> **Written problem**: Output all of the data below exactly as given.
——————
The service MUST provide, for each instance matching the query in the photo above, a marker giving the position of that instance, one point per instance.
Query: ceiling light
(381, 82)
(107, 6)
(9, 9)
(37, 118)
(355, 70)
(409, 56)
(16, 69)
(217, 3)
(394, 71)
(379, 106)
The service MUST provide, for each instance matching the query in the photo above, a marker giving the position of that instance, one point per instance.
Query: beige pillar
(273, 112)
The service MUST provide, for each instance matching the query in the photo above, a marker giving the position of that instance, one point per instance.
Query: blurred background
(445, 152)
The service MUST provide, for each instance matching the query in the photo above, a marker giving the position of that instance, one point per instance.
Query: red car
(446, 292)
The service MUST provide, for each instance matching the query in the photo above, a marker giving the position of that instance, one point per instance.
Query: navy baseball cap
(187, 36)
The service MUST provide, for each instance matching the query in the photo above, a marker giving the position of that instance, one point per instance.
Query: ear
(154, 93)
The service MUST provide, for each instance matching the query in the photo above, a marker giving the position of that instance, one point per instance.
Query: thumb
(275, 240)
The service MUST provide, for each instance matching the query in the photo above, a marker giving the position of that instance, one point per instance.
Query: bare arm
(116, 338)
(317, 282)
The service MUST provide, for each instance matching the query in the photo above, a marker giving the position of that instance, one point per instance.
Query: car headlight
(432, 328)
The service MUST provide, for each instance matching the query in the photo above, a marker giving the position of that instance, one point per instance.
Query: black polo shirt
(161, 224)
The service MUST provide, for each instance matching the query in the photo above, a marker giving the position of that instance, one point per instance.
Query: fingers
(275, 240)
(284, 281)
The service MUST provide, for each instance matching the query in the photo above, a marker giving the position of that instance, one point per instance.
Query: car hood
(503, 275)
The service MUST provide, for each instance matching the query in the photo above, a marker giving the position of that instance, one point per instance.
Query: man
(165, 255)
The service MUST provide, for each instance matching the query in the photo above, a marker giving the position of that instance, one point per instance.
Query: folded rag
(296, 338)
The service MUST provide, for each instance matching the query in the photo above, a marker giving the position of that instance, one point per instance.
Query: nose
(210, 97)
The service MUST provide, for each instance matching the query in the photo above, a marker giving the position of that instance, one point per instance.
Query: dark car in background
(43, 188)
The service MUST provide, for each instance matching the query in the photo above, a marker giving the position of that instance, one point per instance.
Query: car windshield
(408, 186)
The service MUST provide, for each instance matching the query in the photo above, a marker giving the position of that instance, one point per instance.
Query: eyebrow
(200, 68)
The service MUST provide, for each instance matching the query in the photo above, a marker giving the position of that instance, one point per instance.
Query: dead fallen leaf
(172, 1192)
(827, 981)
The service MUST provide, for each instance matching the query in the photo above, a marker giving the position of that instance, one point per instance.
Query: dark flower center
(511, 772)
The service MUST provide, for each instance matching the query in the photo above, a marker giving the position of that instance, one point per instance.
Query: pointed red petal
——————
> **Response**:
The service MUST provide, for each instance matching the query in the photo above, a marker giving the position of that instance, one point per instance.
Query: ceiling light
(381, 82)
(107, 6)
(9, 9)
(37, 118)
(355, 70)
(409, 56)
(16, 69)
(217, 3)
(394, 71)
(379, 106)
The service MUST provide, for each instance matching the query in the photo above, a marker giving the position of that instance, one point per instance.
Query: beige pillar
(273, 112)
The service MUST provide, for each instance matching the query in the photo above, a marker giving the position of that instance, one point per instance.
Query: blurred background
(445, 152)
The service MUST provide, for each instance matching the query in the photo above, a marker giving the position of that instance, one point per instance.
Query: red car
(446, 292)
The service MUST provide, for each instance matching the query in the photo above, a marker giving the position of that instance, one point per instance.
Query: navy baseball cap
(187, 36)
The service MUST provide, for each instance matching the query in the photo above, a marker giving the position of that instance, one point per instance.
Query: ear
(154, 93)
The service MUST provide, for each instance matching the query in the photo above, a marker giving the position of that instance, one point per instance.
Query: thumb
(275, 240)
The service MUST provide, for each instance matching the query in the photo above, a marker giving the position of that instance, one point per instance.
Query: bare arm
(116, 338)
(317, 282)
The service MUST provide, for each instance matching the query in the photo above, a marker giving the position of that instance, one point per instance.
Query: car headlight
(432, 328)
The service MUST provide, for each instance matching the query in the photo above, a marker giving the position of that instance, one point per instance.
Query: black polo shirt
(161, 224)
The service MUST provide, for each instance matching the query in the photo above, a marker giving the position of that instance, one point per instance.
Query: fingers
(275, 240)
(284, 281)
The service MUST provide, for each instance matching the query in the photo above, a marker giving the position of that instance, one point per instance.
Query: car hood
(503, 275)
The service MUST provide, for each instance matching the query in the photo above, a marker giving the position of that instance, one point per instance.
Query: man
(165, 255)
The service MUST provide, for each instance matching the query in the photo above, a marker giving the position of that instance, one point per instance.
Query: folded rag
(296, 338)
The service MUST provide, for each instance matching the query in the photo above, a marker giving the position of that instance, one point per instance.
Query: nose
(210, 97)
The service MUST provide, for each instance matching the query in the photo above, a marker giving the position of that instance, one point per instance.
Query: dark car in background
(43, 188)
The service MUST provide, for each instance matching the query in the photo above, a marker giving the position of that instance, one point per instance.
Query: car windshield
(408, 186)
The service MUST provide, for each instance matching the query in the photo above, a marker giving the position of that instance, one point per instance.
Query: eyebrow
(200, 68)
The service MUST provide, for each instance matching the query in the photo above, a marker giving the position of that instance, one point per instance.
Query: dead fallen leaf
(172, 1192)
(827, 981)
The service MUST provide, for each instance matching the query in the photo above, a marker giving the position of that instance, one point per instance.
Query: dark flower center
(511, 772)
The service MUST provide, for each instance matching the query in the photo above, a marker giving the position of that instance, one point per instance.
Query: pointed red petal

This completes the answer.